● OBJETIVO DEL EJERCICIO: Cita textualmente las líneas siguientes, de principio a fin y sin omitir ningún ítem.

+-------+

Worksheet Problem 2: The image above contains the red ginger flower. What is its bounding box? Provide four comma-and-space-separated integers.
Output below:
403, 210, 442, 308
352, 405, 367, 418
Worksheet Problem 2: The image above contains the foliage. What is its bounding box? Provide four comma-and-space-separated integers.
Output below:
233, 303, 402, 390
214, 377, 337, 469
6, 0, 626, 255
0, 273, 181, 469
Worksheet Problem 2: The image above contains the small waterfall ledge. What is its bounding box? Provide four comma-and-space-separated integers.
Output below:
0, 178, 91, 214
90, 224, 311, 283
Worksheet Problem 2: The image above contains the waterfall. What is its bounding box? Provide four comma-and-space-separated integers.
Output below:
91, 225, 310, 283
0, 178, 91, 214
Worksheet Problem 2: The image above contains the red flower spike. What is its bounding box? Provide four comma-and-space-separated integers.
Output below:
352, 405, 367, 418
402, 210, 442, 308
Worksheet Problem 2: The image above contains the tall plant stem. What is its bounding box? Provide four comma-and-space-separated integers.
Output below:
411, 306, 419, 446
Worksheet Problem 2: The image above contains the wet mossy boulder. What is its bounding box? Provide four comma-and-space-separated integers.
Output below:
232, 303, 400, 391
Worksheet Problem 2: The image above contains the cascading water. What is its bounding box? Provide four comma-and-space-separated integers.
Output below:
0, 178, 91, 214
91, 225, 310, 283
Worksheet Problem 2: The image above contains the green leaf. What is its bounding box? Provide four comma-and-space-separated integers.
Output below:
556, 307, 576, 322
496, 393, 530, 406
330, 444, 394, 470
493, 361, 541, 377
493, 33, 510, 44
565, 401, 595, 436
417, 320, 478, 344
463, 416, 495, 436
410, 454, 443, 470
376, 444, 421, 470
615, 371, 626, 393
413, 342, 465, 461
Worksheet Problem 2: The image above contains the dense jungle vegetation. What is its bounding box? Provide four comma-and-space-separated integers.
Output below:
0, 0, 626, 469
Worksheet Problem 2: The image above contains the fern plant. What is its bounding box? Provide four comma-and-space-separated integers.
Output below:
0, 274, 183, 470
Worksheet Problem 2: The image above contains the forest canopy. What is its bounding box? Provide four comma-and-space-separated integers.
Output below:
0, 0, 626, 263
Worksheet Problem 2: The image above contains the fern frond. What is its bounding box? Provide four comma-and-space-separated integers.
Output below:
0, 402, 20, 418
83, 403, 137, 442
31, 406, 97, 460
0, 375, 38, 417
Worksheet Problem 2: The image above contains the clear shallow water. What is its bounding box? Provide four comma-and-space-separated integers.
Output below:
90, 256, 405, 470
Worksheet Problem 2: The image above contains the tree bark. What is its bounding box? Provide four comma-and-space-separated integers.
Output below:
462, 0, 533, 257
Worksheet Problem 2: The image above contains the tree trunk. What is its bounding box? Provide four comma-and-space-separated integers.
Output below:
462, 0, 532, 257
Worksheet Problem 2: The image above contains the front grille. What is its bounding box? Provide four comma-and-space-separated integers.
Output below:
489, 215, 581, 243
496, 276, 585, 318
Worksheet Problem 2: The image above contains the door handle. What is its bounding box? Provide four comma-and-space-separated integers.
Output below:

+-------+

● SOLUCIÓN DE LA TAREA:
Worksheet Problem 2: The image above contains the red ginger flower. What is its bounding box? Provide four comma-and-space-separated integers.
Output below:
403, 210, 442, 308
352, 405, 367, 418
Worksheet Problem 2: The image above contains the foliage. What is its bounding box? Provide four comma-and-space-separated integers.
Output below:
233, 303, 402, 390
214, 377, 337, 469
6, 0, 626, 255
0, 273, 181, 469
Worksheet Problem 2: The image above contains the small waterfall ledge. What is its bounding box? Provide four comma-and-space-separated integers.
Output below:
0, 178, 91, 214
90, 224, 311, 283
Worksheet Problem 2: The image above contains the waterfall. What is its bounding box? Provide four comma-and-space-separated integers.
Output below:
91, 225, 310, 283
0, 178, 91, 214
Worksheet Problem 2: The image above contains the red flower spike. What is its bounding box? Provide four comma-and-space-separated integers.
Output below:
352, 405, 367, 418
402, 210, 442, 308
Worksheet Problem 2: The image above contains the tall plant stem. What is its bounding box? Provide four comma-and-space-separated integers.
Output below:
411, 306, 419, 446
Worksheet Problem 2: The image above contains the wet mossy boulder. What is its bounding box? Provide four comma-and-space-separated integers.
Output below:
232, 303, 400, 391
Worksheet Problem 2: The image above contains the cascading water. What is its bounding box? Provide four comma-and-space-separated integers.
Output below:
0, 178, 91, 214
91, 225, 310, 283
Worksheet Problem 2: The image above contains the green leaf. What is its bounding box? Provide four comma-and-space-separated integers.
Output below:
556, 307, 576, 322
496, 393, 530, 406
330, 444, 394, 470
493, 361, 541, 377
493, 33, 510, 44
565, 401, 595, 436
417, 320, 478, 344
463, 416, 495, 436
410, 454, 443, 470
376, 444, 421, 470
615, 371, 626, 393
413, 342, 465, 461
Worksheet Problem 2: The image above contains the dense jungle vegetation. What is its bounding box? Provide four comma-and-space-separated integers.
Output below:
0, 0, 626, 469
Worksheet Problem 2: The image above contains the fern plant. What is its bounding box? Provide four comma-and-space-separated integers.
Output below:
0, 274, 183, 470
Worksheet Problem 2: The image above contains the forest canopy. What is its bounding box? Provide four comma-and-space-separated integers.
Output below:
0, 0, 626, 263
Worksheet Problem 2: The image above contains the fern frond. What is its bounding box? Provide four comma-and-space-separated integers.
Output below:
0, 402, 20, 418
83, 403, 137, 442
31, 406, 97, 460
0, 375, 38, 417
Worksheet Problem 2: The image above contains the clear shallow water. What is its bounding box? Provide four comma-and-space-separated integers.
Output below:
90, 256, 405, 470
Worksheet Problem 2: The image above contains the tree bark. What is its bounding box? Provide four comma-and-space-separated integers.
Output below:
462, 0, 533, 257
Worksheet Problem 2: The image above contains the tree trunk. What is its bounding box? Provide four comma-and-space-separated integers.
Output below:
462, 0, 532, 257
Worksheet Problem 2: The image above contains the front grille. What is its bounding box? Provide four comma-and-space-separated integers.
Output below:
489, 215, 581, 243
496, 276, 585, 318
Worksheet Problem 2: The image above contains the door handle. What is its bounding box? Provide four comma-and-space-separated integers.
Output below:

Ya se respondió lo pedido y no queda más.